Pop culture obsessives writing for the pop culture obsessed.
Pop culture obsessives writing for the pop culture obsessed.

The Expendables 3 embraces the franchise’s inner Saturday morning cartoon

Illustration for article titled iThe Expendables 3 /iembraces the franchise’s inner Saturday morning cartoon

With its third entry, the Sylvester Stallone-led Expendables franchise finally becomes the live-action Saturday morning cartoon it was always destined to be. Constrained by a PG-13 rating (the previous two films were R-rated), the series’ over-the-top violence becomes even more unreal; here, miniguns are emptied into crowds of henchmen who crumple conveniently out of frame and knives are thrown at out-of-focus targets. The character’s ridiculous names—Hale Caesar, Yin Yang, Toll Road, Trench—finally make sense: This is an off-brand G.I. Joe movie, only with more scenes where characters talk about their feelings.

The problem with the Expendables movies, including this one, is that they’re not very good at action; despite the presence of most of the genre’s biggest stars, the series has yet to produce a memorable—or even energetic—action sequence. Taken on their own terms, they’re ensemble adventure films; their shoot-outs and showdowns are purely interstitial, serving only to link scenes where the characters hang out in their workshop or sit in the back of a cargo plane, shooting the shit before it comes time to shoot the bad guys.

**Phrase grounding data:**
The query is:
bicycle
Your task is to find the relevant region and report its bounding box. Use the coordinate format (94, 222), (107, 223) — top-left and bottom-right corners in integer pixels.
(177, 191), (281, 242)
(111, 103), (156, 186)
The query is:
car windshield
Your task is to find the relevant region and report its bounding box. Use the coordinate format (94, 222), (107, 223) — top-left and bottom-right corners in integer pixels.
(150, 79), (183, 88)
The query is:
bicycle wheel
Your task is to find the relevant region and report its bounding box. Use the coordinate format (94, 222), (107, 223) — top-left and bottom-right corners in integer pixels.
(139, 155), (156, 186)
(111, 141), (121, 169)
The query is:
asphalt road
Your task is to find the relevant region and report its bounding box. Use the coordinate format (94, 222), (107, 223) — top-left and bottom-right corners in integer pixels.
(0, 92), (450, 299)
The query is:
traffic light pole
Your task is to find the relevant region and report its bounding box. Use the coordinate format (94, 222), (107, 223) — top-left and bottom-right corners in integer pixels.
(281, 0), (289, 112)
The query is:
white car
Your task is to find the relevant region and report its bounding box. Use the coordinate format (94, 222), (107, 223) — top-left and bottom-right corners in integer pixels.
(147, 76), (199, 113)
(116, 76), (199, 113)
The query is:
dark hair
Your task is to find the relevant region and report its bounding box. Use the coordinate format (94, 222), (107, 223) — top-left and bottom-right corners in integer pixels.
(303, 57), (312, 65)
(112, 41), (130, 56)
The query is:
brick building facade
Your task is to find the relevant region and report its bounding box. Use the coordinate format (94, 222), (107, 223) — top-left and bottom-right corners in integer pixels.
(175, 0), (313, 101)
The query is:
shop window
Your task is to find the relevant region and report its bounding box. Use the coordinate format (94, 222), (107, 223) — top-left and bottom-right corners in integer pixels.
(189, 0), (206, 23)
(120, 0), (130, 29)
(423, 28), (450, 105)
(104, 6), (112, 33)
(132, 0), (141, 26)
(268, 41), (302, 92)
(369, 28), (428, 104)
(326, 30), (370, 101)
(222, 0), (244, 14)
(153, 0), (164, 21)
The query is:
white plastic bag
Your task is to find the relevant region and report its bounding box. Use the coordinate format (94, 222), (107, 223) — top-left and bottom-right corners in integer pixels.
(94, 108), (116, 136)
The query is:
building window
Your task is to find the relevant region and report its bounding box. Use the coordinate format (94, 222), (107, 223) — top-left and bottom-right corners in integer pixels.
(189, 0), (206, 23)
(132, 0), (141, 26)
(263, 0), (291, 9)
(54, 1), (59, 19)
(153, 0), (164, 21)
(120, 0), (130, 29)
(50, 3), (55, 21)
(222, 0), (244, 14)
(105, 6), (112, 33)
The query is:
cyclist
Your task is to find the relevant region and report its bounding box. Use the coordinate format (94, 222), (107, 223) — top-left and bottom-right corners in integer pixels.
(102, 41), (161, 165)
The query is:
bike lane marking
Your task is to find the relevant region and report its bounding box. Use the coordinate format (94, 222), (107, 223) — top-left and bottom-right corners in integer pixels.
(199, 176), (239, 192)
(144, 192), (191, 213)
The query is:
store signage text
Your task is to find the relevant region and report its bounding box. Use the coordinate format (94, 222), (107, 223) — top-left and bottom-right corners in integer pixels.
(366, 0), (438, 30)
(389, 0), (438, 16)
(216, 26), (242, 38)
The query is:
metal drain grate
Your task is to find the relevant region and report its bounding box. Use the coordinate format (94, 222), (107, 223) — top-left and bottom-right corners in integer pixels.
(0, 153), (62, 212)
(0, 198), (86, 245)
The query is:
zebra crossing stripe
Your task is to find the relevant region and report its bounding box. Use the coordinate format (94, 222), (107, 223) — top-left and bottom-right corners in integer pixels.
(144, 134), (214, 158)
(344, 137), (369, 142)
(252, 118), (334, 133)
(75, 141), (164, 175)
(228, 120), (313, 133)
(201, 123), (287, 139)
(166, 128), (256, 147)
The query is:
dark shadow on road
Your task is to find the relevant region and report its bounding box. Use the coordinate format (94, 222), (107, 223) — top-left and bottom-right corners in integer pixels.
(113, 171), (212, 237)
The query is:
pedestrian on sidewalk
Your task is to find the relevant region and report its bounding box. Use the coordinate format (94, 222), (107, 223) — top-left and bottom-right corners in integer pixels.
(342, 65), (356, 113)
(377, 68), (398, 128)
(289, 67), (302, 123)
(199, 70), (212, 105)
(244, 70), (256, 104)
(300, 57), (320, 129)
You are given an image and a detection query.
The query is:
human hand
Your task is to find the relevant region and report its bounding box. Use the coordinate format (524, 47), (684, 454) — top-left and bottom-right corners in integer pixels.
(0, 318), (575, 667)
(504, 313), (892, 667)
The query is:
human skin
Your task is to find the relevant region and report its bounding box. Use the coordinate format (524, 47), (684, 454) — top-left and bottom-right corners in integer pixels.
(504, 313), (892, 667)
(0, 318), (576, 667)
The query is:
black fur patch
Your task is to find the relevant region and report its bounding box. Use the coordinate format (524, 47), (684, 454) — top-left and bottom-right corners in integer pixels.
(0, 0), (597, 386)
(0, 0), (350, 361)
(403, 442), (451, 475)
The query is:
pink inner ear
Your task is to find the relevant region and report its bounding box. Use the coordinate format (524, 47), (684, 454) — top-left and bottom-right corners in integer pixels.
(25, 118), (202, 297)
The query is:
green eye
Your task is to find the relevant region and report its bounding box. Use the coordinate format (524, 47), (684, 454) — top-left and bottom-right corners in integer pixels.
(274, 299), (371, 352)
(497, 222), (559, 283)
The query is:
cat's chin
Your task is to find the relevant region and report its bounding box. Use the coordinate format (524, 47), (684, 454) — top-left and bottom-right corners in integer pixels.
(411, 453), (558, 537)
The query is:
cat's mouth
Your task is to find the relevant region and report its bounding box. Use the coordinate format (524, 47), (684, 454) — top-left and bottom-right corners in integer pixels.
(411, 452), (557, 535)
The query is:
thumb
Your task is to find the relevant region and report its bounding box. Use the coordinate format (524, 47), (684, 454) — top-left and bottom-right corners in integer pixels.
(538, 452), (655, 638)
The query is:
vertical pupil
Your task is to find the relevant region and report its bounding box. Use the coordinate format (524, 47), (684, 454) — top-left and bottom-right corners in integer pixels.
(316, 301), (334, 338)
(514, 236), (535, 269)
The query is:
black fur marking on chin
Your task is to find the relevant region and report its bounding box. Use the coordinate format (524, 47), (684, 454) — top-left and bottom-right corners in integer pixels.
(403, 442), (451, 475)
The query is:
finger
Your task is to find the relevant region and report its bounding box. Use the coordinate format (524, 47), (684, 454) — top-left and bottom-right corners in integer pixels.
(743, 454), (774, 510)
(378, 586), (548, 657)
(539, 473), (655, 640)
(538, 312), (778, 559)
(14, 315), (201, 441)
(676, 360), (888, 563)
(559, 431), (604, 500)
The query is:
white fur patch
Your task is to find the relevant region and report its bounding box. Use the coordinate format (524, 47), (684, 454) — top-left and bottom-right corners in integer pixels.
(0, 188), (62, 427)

**Required action 1:** Return the part of the review from "The Expendables 3 embraces" up to and including "about their feelings.".
**Required action 2:** Does the review agree with each of these statements? Answer yes or no for each, quoting the words of the review that decide it. (a) The two earlier Expendables films carried an R rating. (b) The series has produced a memorable action sequence. (c) Yin Yang is one of the character names mentioned.
Rely on the review itself and nothing else.

**Final answer 1:**
The Expendables 3 embraces the franchise’s inner Saturday morning cartoon

Illustration for article titled iThe Expendables 3 /iembraces the franchise’s inner Saturday morning cartoon

With its third entry, the Sylvester Stallone-led Expendables franchise finally becomes the live-action Saturday morning cartoon it was always destined to be. Constrained by a PG-13 rating (the previous two films were R-rated), the series’ over-the-top violence becomes even more unreal; here, miniguns are emptied into crowds of henchmen who crumple conveniently out of frame and knives are thrown at out-of-focus targets. The character’s ridiculous names—Hale Caesar, Yin Yang, Toll Road, Trench—finally make sense: This is an off-brand G.I. Joe movie, only with more scenes where characters talk about their feelings.

**Final answer 2:**
(a) Yes: "the previous two films were R-rated"
(b) No: "the series has yet to produce a memorable—or even energetic—action sequence"
(c) Yes: "Hale Caesar, Yin Yang, Toll Road, Trench"